- **Yönergeler**:
a – EMDR ve travma konulu metinde yazarın mesleği olarak ne belirtilmiştir?
b – EMDR ve travma konulu metnin "EMDR Terapi Tekniği" ifadesinden başlayıp "anlamda sınırlandırması yoktur." ifadesi de dahil olmak üzere o ifadeye kadar uzanan kısmını yeniden yazınız. Bu kısımda "Psikolog" yerine "Uzman Psikolog" kullanınız.
c – EMDR ve travma konulu metnin başlığında büyük harfle başlayan kelimelerin tamamını sıralayınız.

- **Alıntılanan Metin**:
>>
EMDR Terapi Tekniği ve Travma Sonrası Stres Bozukluğu
Yazar Hüseyin Gökalp • Psikolog • 27 Eylül 2022 • Yorumlar:
Travma, bireyin beklemediği bir anda olay karşısında, kişinin sınırlarını zorlayan bir şekilde maruz kalmasıdır. Birey Dünya’ya geldiğinden itibaren yaşam boyu edinmiş ani beklenmedik olaylarla karşı karşıya gelebilmektedir ve bu durumun herhangi bir biyopsikososyal anlamda sınırlandırması yoktur.
<<
- **Veri Alıntıları**:
>>
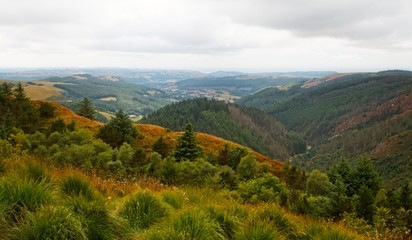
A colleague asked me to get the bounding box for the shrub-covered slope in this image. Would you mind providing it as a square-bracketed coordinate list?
[142, 98, 305, 160]
[240, 71, 412, 186]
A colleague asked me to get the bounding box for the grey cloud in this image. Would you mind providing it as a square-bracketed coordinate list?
[226, 0, 412, 40]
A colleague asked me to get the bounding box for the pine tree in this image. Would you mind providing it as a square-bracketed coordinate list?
[11, 82, 40, 133]
[97, 110, 137, 148]
[153, 136, 169, 158]
[355, 185, 375, 223]
[173, 123, 202, 161]
[77, 98, 96, 120]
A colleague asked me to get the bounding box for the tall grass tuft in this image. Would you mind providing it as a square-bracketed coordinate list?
[171, 210, 225, 240]
[162, 191, 185, 209]
[9, 206, 87, 240]
[0, 177, 52, 221]
[235, 219, 284, 240]
[67, 197, 130, 240]
[61, 176, 97, 201]
[301, 223, 324, 240]
[207, 207, 240, 239]
[120, 192, 166, 230]
[23, 162, 51, 182]
[316, 229, 356, 240]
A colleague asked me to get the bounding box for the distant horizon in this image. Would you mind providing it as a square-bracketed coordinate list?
[0, 66, 412, 74]
[0, 0, 412, 72]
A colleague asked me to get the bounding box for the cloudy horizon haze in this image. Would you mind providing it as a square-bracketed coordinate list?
[0, 0, 412, 71]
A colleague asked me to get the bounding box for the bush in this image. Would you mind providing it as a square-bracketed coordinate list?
[307, 196, 332, 217]
[211, 166, 237, 190]
[61, 176, 97, 201]
[237, 173, 289, 206]
[120, 192, 166, 230]
[10, 207, 87, 240]
[207, 207, 240, 239]
[106, 161, 124, 174]
[0, 139, 13, 158]
[117, 143, 134, 167]
[66, 144, 95, 167]
[176, 158, 218, 185]
[39, 103, 56, 118]
[236, 154, 259, 181]
[258, 207, 299, 238]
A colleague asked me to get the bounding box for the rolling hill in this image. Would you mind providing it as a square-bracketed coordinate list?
[239, 71, 412, 186]
[3, 74, 176, 115]
[0, 85, 412, 240]
[141, 98, 305, 160]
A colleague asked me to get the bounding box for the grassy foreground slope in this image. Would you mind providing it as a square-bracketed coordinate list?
[0, 155, 366, 239]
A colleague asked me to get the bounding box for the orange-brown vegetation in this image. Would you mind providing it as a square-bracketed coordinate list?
[39, 103, 283, 172]
[35, 100, 103, 132]
[136, 124, 283, 172]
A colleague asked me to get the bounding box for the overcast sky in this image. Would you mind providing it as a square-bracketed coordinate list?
[0, 0, 412, 71]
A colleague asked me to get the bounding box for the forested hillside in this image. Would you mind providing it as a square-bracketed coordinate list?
[44, 74, 174, 114]
[239, 71, 412, 186]
[176, 75, 308, 96]
[0, 84, 412, 240]
[141, 98, 306, 160]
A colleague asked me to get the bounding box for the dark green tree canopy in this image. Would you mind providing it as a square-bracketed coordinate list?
[98, 110, 137, 148]
[173, 123, 202, 161]
[77, 98, 96, 120]
[153, 136, 169, 158]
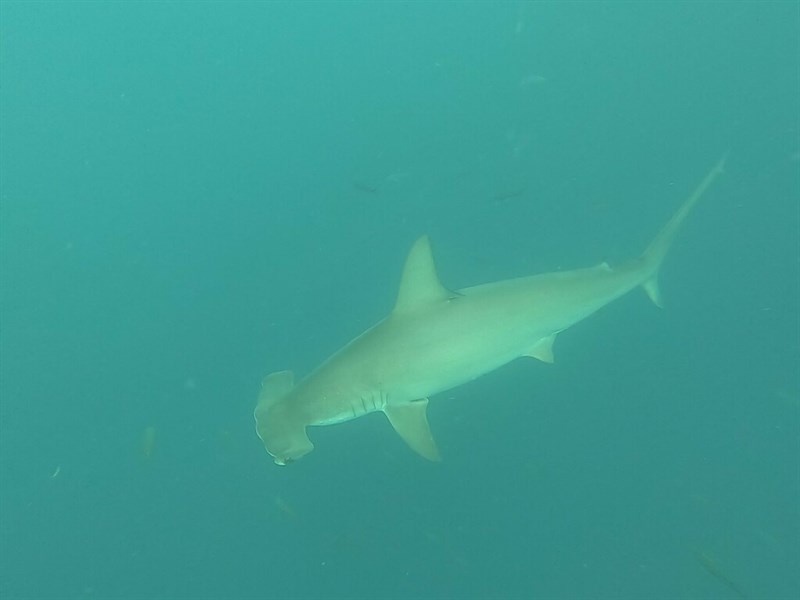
<<
- **Cevap Listesi**:
a – Psikolog.

b –
EMDR Terapi Tekniği ve Travma Sonrası Stres Bozukluğu
Yazar Hüseyin Gökalp • Uzman Psikolog • 27 Eylül 2022 • Yorumlar:
Travma, bireyin beklemediği bir anda olay karşısında, kişinin sınırlarını zorlayan bir şekilde maruz kalmasıdır. Birey Dünya’ya geldiğinden itibaren yaşam boyu edinmiş ani beklenmedik olaylarla karşı karşıya gelebilmektedir ve bu durumun herhangi bir biyopsikososyal anlamda sınırlandırması yoktur.

c – EMDR, Terapi, Tekniği, Travma, Sonrası, Stres, Bozukluğu